Your objective:
Find every line below where the word "canopy" occurs. Then say how many there are, giving only the number.

[Records from a data source]
◆ ◆ ◆ ◆ ◆

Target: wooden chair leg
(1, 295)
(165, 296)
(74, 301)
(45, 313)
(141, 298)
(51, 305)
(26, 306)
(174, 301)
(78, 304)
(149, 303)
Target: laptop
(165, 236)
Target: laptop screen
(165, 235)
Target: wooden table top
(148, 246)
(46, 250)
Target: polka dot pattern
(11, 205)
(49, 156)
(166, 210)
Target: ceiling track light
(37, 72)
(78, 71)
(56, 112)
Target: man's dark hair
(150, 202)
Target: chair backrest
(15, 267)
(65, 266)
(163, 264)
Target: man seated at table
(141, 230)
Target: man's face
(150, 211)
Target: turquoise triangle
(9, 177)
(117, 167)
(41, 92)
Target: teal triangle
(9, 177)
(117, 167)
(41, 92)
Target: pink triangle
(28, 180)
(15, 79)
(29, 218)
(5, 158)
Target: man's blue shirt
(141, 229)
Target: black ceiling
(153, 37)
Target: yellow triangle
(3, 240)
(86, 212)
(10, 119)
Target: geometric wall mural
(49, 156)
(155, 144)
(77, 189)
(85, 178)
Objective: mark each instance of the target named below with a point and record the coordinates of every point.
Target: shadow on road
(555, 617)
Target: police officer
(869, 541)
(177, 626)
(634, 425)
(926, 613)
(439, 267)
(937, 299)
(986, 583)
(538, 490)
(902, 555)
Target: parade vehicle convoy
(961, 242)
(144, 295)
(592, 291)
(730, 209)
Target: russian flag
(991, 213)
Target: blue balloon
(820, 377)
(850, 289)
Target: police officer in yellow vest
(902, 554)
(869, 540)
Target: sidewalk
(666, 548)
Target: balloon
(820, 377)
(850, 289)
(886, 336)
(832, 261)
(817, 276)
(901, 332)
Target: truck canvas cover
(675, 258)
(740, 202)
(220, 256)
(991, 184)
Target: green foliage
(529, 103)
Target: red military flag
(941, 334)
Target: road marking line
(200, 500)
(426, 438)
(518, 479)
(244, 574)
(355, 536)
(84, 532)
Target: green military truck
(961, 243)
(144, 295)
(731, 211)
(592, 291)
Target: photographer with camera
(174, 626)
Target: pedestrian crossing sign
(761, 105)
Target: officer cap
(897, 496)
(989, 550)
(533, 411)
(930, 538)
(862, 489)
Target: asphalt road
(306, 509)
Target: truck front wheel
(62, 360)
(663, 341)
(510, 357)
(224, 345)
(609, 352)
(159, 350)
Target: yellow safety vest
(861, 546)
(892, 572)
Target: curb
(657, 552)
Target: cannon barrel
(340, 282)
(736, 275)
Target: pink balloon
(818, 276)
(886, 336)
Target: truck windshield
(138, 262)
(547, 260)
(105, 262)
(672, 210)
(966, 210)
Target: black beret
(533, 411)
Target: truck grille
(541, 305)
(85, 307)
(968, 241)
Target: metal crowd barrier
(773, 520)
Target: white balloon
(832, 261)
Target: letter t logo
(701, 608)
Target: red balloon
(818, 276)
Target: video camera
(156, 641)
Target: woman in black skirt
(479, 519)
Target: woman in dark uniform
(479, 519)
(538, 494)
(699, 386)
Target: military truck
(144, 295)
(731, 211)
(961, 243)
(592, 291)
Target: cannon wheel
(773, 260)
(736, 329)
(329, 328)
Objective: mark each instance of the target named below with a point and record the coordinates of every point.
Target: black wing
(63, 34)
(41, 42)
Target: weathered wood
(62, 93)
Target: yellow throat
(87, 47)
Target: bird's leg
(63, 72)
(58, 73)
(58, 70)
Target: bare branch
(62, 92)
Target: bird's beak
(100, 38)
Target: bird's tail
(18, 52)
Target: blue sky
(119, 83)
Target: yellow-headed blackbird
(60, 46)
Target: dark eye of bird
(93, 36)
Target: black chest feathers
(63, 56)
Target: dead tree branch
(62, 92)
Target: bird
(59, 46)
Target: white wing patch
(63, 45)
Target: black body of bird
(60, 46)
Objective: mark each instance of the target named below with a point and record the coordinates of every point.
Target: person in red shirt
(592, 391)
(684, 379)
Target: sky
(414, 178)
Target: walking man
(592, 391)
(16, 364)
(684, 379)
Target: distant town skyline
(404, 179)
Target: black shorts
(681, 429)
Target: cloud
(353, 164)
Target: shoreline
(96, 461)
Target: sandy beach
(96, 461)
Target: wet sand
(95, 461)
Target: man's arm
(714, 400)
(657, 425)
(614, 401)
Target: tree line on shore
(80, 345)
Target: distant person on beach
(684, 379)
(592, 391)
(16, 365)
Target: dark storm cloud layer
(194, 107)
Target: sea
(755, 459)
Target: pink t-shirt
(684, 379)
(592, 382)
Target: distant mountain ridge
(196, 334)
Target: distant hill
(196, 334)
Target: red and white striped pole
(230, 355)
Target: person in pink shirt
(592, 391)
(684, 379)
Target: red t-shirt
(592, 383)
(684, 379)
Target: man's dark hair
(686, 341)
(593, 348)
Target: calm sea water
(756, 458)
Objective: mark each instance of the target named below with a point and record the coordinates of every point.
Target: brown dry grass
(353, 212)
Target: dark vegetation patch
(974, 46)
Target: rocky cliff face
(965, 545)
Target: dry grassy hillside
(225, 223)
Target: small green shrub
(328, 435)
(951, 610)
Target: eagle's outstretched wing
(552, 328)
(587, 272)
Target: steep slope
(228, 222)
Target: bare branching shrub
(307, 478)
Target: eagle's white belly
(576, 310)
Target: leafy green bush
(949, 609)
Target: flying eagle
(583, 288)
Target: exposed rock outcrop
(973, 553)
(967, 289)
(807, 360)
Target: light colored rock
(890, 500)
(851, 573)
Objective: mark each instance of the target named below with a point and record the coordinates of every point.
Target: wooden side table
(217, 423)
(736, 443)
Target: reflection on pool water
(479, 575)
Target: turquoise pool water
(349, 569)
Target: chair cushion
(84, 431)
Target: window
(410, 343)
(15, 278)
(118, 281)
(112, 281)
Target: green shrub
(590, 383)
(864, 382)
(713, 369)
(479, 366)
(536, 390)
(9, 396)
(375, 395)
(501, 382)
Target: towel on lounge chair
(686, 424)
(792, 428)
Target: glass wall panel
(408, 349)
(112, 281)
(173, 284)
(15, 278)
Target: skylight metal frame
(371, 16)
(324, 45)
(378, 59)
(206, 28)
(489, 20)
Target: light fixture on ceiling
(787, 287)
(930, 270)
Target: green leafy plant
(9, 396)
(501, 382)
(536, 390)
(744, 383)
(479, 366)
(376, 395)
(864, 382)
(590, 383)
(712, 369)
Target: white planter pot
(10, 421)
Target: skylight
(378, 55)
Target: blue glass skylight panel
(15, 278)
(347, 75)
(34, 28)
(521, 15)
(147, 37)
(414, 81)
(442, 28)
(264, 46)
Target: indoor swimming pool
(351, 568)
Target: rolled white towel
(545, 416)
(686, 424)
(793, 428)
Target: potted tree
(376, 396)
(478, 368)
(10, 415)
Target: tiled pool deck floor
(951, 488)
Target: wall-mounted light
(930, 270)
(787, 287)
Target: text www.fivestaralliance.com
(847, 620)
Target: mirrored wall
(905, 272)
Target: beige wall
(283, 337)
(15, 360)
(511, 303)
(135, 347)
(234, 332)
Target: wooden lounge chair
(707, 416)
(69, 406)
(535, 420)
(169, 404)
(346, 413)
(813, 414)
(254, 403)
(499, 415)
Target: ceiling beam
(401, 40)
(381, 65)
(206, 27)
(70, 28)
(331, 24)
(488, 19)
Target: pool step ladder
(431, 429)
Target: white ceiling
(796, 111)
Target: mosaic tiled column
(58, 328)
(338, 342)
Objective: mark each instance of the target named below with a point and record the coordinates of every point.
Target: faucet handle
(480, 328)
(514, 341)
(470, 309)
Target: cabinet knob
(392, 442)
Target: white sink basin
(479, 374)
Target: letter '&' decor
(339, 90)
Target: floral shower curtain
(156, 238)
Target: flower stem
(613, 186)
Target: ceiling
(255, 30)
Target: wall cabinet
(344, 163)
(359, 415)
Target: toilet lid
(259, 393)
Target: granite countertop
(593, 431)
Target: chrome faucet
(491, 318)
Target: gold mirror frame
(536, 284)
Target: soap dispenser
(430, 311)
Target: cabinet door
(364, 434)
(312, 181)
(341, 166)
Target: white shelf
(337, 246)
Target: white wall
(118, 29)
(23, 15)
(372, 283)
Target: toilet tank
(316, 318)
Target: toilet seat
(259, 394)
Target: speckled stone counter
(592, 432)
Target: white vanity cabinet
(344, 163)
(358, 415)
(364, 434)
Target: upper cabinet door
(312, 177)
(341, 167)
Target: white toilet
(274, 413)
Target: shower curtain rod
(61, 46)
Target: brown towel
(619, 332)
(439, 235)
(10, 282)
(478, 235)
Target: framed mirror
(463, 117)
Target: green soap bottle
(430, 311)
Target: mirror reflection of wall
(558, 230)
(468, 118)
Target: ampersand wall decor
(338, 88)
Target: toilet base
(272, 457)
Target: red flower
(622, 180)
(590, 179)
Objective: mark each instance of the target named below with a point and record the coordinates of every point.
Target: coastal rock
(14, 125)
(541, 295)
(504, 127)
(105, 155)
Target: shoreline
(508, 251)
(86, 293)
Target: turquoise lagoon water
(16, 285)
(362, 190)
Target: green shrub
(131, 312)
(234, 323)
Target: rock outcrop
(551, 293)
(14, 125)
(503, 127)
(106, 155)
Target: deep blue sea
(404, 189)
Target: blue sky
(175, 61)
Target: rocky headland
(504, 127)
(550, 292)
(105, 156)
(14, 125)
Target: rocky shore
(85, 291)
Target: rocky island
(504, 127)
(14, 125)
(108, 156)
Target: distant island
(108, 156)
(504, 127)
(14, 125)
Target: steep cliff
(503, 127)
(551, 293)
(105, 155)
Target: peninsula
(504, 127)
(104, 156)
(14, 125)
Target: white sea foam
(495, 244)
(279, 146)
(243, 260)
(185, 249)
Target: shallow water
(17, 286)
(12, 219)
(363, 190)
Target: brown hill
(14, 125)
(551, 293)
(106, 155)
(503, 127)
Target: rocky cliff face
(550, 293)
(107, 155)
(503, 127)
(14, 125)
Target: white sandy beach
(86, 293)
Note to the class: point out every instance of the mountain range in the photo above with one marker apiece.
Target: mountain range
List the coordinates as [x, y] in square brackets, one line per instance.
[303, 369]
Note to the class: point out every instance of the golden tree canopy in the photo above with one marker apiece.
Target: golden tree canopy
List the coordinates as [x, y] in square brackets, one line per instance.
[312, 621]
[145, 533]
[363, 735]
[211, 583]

◆ ◆ ◆ ◆ ◆

Task solution:
2